-- WORK REQUIRED --
Arrange the lines of the records below as a numbered list, covering only the stretch from the line containing "of the steep" through the line containing "[(66, 237)]". Omit any blank lines.

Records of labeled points
◆ ◆ ◆

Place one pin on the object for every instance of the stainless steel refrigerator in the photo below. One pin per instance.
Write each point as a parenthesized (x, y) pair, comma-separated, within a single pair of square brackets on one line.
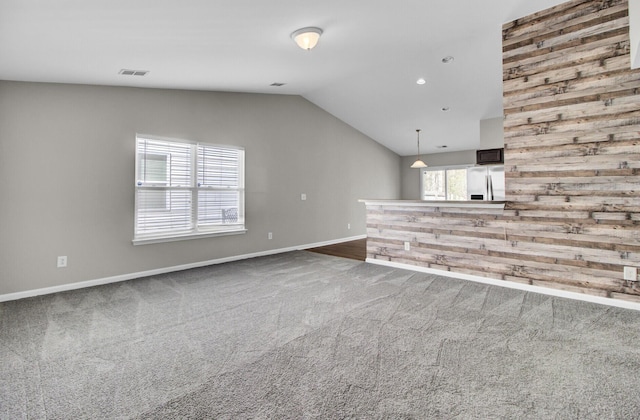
[(485, 182)]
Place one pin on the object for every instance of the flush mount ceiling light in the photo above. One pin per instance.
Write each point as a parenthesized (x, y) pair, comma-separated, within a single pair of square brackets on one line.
[(128, 72), (418, 163), (448, 59), (307, 38)]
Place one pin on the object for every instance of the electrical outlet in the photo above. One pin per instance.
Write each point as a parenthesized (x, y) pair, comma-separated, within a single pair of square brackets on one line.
[(62, 261), (631, 273)]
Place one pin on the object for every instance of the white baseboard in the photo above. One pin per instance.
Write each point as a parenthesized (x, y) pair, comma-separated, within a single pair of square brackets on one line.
[(511, 285), (131, 276)]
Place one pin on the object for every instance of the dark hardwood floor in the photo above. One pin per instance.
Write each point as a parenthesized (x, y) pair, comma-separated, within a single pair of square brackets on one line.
[(356, 250)]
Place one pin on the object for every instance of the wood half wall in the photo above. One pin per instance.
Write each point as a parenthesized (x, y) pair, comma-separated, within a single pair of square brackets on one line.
[(572, 160)]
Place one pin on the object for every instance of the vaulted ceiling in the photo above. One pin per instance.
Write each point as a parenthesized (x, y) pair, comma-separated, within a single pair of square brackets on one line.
[(363, 71)]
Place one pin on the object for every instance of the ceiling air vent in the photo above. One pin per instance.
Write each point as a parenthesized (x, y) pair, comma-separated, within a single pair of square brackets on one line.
[(127, 72)]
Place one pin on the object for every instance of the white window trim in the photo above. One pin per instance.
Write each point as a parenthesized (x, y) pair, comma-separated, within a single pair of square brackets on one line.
[(195, 233)]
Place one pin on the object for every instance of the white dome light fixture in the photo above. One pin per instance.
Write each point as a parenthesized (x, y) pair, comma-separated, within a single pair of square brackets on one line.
[(418, 163), (307, 38)]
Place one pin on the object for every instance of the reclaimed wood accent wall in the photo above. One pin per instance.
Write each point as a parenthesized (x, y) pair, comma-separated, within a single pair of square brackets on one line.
[(572, 163)]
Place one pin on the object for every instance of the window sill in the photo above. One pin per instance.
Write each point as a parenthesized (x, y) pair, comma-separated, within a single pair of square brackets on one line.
[(161, 239)]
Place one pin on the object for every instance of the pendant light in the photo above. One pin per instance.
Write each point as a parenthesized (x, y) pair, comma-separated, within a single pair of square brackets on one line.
[(418, 163)]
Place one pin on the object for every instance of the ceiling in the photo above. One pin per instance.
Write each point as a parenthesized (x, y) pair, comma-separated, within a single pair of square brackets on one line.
[(363, 71)]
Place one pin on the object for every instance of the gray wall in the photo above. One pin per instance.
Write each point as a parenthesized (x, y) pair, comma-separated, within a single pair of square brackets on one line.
[(67, 172)]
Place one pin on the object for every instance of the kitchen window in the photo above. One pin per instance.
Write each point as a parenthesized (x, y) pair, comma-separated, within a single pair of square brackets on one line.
[(444, 183), (187, 189)]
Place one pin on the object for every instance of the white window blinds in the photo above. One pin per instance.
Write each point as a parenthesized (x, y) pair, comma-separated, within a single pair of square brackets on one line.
[(185, 189)]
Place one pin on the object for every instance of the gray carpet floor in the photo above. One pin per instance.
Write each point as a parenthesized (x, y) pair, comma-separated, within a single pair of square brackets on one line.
[(304, 335)]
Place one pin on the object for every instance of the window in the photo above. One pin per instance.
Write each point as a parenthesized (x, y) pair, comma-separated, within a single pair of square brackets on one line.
[(186, 189), (444, 184)]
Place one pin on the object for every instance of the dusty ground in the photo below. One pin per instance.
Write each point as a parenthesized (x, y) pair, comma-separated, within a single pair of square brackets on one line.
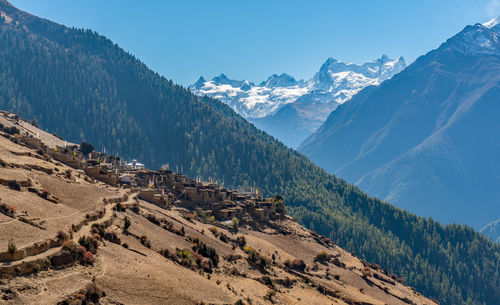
[(130, 272)]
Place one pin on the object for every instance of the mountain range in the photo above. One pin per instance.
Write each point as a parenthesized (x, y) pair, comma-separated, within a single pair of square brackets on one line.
[(291, 110), (82, 86), (426, 140)]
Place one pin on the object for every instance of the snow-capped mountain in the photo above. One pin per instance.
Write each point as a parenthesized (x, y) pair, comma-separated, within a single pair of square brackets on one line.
[(291, 110), (428, 139), (493, 24), (249, 100)]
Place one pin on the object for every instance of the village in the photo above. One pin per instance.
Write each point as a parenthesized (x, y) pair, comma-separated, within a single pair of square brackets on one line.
[(164, 187)]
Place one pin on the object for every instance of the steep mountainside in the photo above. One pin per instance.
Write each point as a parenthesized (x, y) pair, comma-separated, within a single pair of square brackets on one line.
[(492, 230), (81, 85), (291, 110), (428, 139), (137, 252)]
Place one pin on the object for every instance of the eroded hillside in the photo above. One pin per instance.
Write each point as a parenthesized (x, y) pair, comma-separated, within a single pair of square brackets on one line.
[(66, 237)]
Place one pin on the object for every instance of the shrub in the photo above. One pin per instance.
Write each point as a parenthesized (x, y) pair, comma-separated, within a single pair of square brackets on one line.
[(223, 237), (366, 272), (61, 235), (11, 130), (266, 280), (214, 230), (255, 258), (236, 223), (11, 247), (88, 258), (9, 211), (86, 148), (296, 264), (241, 241), (98, 229), (126, 224), (89, 243), (322, 257), (187, 258), (145, 241), (206, 251), (14, 185)]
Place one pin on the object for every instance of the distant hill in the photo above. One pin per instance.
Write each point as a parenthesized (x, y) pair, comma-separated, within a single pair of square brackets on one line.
[(82, 86), (291, 110), (427, 140), (167, 254)]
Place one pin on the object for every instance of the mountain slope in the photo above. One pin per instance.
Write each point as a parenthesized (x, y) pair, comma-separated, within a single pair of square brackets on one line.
[(144, 263), (291, 110), (428, 139), (81, 85)]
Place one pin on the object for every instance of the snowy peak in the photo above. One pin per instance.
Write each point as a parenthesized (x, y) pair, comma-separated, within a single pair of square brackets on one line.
[(199, 83), (335, 75), (336, 82), (476, 40), (222, 79), (283, 80), (493, 24)]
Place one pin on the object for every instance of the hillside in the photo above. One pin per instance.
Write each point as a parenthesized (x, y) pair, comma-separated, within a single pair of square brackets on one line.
[(81, 86), (164, 255), (428, 139)]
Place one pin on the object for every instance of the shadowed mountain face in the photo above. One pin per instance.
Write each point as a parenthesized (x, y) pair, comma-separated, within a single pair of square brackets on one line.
[(82, 86), (427, 140)]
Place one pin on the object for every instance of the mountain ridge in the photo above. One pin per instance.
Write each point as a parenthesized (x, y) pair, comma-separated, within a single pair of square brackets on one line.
[(80, 85), (416, 138), (295, 109)]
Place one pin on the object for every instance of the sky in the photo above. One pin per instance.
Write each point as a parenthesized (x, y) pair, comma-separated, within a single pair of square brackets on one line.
[(186, 39)]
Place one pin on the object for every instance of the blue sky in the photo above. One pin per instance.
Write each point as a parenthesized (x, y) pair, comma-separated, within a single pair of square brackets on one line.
[(254, 39)]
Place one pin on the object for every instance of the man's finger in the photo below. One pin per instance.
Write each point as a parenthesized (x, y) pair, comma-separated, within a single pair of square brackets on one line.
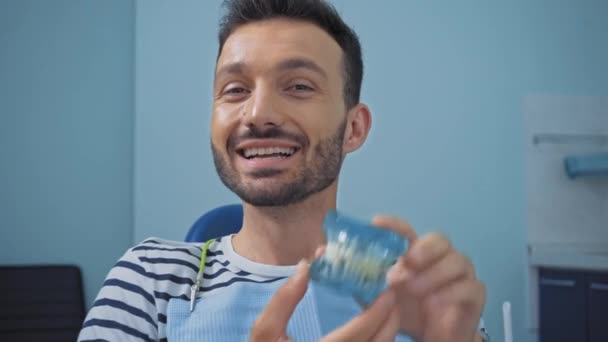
[(395, 224), (271, 324), (368, 323), (450, 268), (390, 329), (426, 251)]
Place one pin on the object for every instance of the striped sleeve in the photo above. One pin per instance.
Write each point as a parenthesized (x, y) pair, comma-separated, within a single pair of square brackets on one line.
[(125, 308)]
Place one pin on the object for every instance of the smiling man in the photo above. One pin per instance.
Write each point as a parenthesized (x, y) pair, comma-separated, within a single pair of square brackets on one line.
[(286, 112)]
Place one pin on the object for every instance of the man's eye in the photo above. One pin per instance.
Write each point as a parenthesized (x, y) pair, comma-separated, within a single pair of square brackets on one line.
[(301, 87), (235, 91)]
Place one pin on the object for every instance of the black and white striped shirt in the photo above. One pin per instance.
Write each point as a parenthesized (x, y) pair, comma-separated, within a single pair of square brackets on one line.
[(132, 303)]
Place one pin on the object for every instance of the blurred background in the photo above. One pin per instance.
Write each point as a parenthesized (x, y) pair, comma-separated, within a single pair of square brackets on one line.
[(104, 134)]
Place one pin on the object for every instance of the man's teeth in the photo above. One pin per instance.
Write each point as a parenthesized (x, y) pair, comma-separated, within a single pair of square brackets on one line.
[(268, 151)]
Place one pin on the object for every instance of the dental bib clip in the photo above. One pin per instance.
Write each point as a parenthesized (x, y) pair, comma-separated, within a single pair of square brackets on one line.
[(357, 257)]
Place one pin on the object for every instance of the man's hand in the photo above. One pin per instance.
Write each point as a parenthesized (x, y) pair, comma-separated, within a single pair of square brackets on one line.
[(379, 322), (438, 294)]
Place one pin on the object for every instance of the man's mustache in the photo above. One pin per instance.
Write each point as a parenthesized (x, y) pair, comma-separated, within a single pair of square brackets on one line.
[(268, 133)]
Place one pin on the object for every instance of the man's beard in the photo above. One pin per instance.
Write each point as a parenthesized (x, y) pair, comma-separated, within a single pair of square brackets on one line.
[(309, 180)]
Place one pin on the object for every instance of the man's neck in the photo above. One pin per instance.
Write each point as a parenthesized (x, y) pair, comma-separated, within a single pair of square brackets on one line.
[(284, 235)]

◆ ◆ ◆

-- EXERCISE OUTPUT --
1. Place one pin on the object for every instance of the steep mountainside in the photo above. One pin per instance.
2. Write each point as a parenthesized (x, y) pair, comma-separated, within a single pair of square brackets on one line.
3. [(492, 230), (81, 85), (291, 110), (428, 139), (137, 252)]
4. Place one pin on the object for every instance of the eroded hillside in the photo above. One pin per instance.
5. Write each point as a parenthesized (x, y) pair, comma-separated, within a single pair of square brackets on one line.
6. [(66, 237)]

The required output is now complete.